--- Required work ---
Resume the lesson on vector equations of lines below, continuing after its last sentence.

Stand at a point, then walk in a fixed direction: Imagine standing at a fixed point a and walking in a straight, fixed direction d.
Every point on the line is a + (some number) × d. That number is the parameter λ (lambda): λ = 0 puts you at a, λ = 1 takes one step along d, λ = −1 steps backwards, and fractions land you in between.
So the line is the set of all positions r = a + λd as λ runs over every real number.
Two important freedoms: Any point on the line can be used as a (the line doesn't care which one you start from).
The direction d can be replaced by any non-zero multiple of itself (2d, −d, ½d all point along the same line). So two equations that look different can describe the same line — match them by checking the directions are parallel and a shared point fits both.
IB-style question — write the vector equation
A line passes through the point P(1, −2, 4) and is parallel to the vector d = (3, 0, −1).
Write down a vector equation of the line.
Step by step
- Use the point's position vector as a and the given direction as d. Then r = a + λd.
- Substitute into r = a + λd.
Final answer
r = (1, −2, 4) + λ(3, 0, −1). (Any parallel direction, e.g. (−3, 0, 1), is equally correct.)
Two points give you the direction for free: Given two points A and B on the line, the direction is just the displacement from one to the other:
d = AB = b − a (final position minus starting position).
Then take either point as the start. So the line through A and B is r = a + λ(b − a).
IB-style question — line through two points
A line passes through A(2, 1, 5) and B(4, 5, 3).

--- Data lines ---

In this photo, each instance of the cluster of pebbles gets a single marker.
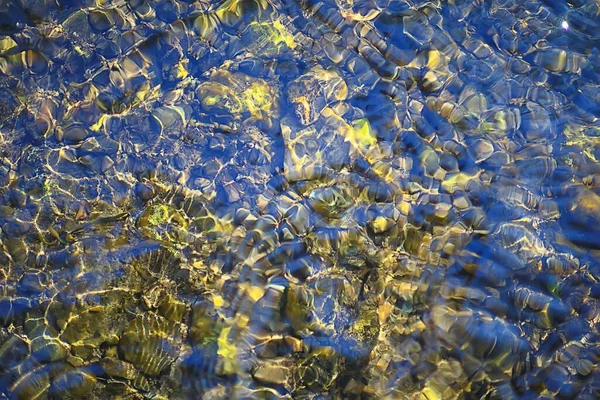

--- Result of this task ---
Find a vector equation of the line.
Step by step
- Direction = B − A (subtract coordinate by coordinate).
- Use A as the starting point a.
- You may simplify the direction by dividing by 2 (it stays parallel).
Final answer
r = (2, 1, 5) + λ(2, 4, −2), or equivalently with direction (1, 2, −1).
Parametric form: split into coordinates: Reading the vector equation one row at a time gives the parametric equations — one equation per coordinate, all sharing the same λ:
x = a₁ + λd₁, y = a₂ + λd₂, z = a₃ + λd₃.
These are the same line, just written as separate coordinate formulas. They're handy for substituting into other equations or eliminating λ.
IB-style question — write the parametric form
A line has vector equation r = (1, −2, 4) + λ(3, 0, −1).
Write down its parametric equations.
Step by step
- Take each row of the vector equation separately, keeping the same λ.
- Tidy the y-row (the direction's y-component is 0, so y is constant).
Final answer
x = 1 + 3λ, y = −2, z = 4 − λ.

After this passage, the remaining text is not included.